> Document segment
====

# What programming language/environment is suitable to teach young children



## [I.R.A]_FBi (Mar 2, 2010)

Basically i got half of a phonecall Re: someone starting a pilot project to teach kids how to program. I may be that person. 

Specifics
The program is in a third world country
Kids are the target group

Assumptions
This is someone's effort to drive the ICT sector of my country

Unclear
I have no idea about the kids background and knowledge.
I have no idea how old they'll be.

I was thinking that it would be an opportune time to introduce them to an opensource world. I have no specifics or anything to work with as yet but i'm trying to get an idea of what language to use. I'm here trying to bounce a curriculum in my head. Any suggestions on the language??


----------



## [I.R.A]_FBi (Mar 2, 2010)

Im currently reading

http://en.wikipedia.org/wiki/Educational_programming_language


----------



## temp02 (Mar 2, 2010)

Tough call, it will depend a lot on how much the "kids" (depending on their age) want to learn how to program.
On a simpler level, probably creating batch scripts would be nice and easy for them to learn how to "command" an computer.
On a more advanced level, I bet Lazarus and it's simpler (for native English speakers) (Free)Pascal syntax and use of IDE, also it's completely open source.

Good luck.

*EDIT*: oh and I almost forgot about LOLCode, it will for sure get some laughs out of them.


----------



## FordGT90Concept (Mar 2, 2010)

Visual Basic is always a good place to start.  Microsoft gives a big discount to not-for-profits and educational establishments.  Visual Studio is the best IDE out there, bar none.


----------



## [I.R.A]_FBi (Mar 2, 2010)

Thanks for ur suggestion guys, keep them coming. I particularly like lolcode.

====

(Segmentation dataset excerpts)
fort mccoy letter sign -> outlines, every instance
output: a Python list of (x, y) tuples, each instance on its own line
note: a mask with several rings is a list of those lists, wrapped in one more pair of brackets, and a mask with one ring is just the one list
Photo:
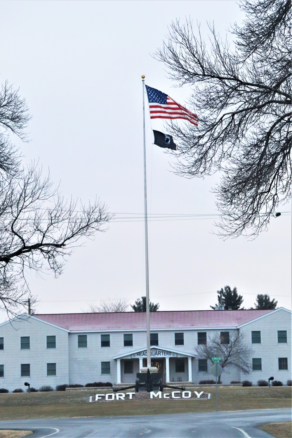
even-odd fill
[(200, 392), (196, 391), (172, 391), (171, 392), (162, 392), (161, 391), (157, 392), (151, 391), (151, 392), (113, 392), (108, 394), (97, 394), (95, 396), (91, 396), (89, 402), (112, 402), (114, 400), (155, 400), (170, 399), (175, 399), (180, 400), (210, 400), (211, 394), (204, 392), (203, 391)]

====

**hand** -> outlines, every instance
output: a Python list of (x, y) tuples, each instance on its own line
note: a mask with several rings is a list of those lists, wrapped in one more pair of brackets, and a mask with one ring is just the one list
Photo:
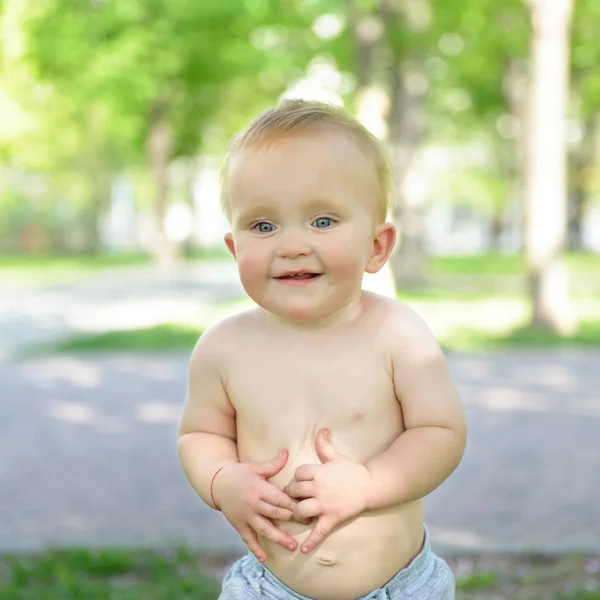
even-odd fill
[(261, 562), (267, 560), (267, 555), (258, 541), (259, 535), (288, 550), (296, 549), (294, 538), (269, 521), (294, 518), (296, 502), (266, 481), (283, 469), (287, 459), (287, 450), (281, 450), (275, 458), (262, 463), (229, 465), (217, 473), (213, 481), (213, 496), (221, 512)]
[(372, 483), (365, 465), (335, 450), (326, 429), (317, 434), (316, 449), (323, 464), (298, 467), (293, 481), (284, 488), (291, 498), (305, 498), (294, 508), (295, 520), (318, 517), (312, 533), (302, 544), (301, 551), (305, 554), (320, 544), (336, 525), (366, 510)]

====

> Written tasks
[A] Answer these about the thread on teaching kids to program:
(i) In what kind of country is the pilot program to take place?
(ii) Which IDE does FordGT90Concept call the best?
(iii) Which suggestion does the original poster say they particularly like?
[B] Copy the stretch of the thread on teaching kids to program from "Tough call, it" through "out of them.", word for word.

> Solutions to each task
[A]
(i) A third world country.
(ii) Visual Studio.
(iii) LOLCode.

[B]
Tough call, it will depend a lot on how much the "kids" (depending on their age) want to learn how to program.
On a simpler level, probably creating batch scripts would be nice and easy for them to learn how to "command" an computer.
On a more advanced level, I bet Lazarus and it's simpler (for native English speakers) (Free)Pascal syntax and use of IDE, also it's completely open source.

Good luck.

*EDIT*: oh and I almost forgot about LOLCode, it will for sure get some laughs out of them.